__TASK__. Copy out again, unchanged, the line that contains "Target: diamond pattern on rug" and every line after it down to the last line of the data.

━━ EXERCISE MATERIALS

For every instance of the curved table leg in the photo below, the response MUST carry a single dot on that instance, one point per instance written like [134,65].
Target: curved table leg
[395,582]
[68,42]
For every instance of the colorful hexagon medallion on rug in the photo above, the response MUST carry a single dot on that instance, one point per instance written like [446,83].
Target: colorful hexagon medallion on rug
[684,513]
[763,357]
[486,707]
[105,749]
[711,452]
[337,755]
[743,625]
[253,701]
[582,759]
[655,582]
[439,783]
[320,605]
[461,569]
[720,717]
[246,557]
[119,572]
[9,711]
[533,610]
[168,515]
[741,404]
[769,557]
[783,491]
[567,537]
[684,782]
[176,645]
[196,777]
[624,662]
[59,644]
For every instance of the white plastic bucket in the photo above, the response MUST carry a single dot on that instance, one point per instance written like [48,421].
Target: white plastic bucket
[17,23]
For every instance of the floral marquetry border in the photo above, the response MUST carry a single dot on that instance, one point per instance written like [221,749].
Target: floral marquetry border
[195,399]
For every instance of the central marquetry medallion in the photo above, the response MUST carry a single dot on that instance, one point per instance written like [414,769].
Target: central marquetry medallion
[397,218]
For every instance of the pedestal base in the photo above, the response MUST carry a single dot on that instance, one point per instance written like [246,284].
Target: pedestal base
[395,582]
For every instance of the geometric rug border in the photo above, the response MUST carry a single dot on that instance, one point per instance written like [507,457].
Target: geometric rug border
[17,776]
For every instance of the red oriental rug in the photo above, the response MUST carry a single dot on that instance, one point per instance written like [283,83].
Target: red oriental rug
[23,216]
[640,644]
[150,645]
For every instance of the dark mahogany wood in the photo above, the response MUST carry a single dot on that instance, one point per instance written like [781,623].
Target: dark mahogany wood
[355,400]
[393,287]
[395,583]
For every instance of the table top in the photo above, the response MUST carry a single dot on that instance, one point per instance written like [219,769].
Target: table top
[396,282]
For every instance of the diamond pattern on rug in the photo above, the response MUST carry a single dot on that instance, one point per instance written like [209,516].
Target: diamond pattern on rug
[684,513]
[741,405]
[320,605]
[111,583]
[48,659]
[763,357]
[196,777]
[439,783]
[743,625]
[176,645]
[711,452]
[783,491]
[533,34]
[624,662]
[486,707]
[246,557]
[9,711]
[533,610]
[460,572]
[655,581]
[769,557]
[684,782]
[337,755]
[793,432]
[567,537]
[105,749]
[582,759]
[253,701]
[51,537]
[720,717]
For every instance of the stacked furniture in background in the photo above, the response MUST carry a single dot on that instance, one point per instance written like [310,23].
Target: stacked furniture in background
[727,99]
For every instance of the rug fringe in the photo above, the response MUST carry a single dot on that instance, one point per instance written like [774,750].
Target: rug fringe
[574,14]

━━━━

__OUTPUT FOR THIS EXERCISE__.
Target: diamond pattern on rug
[684,513]
[741,405]
[320,605]
[111,583]
[48,659]
[763,357]
[196,777]
[439,783]
[743,625]
[176,645]
[711,452]
[783,491]
[533,34]
[624,662]
[486,707]
[246,557]
[9,711]
[533,610]
[460,572]
[655,581]
[769,557]
[684,782]
[337,755]
[793,432]
[567,537]
[105,749]
[582,759]
[253,701]
[51,537]
[720,717]
For every instance of the stacked furniture in background in the photo above, the response MUST carry a single dot on that instance, one point per instance written like [310,23].
Target: stacked furniture in background
[727,99]
For every instance of the rug fringe in the photo above, the response MUST carry a single dot on that instance, one point per instance written like [774,750].
Target: rug fringe
[574,14]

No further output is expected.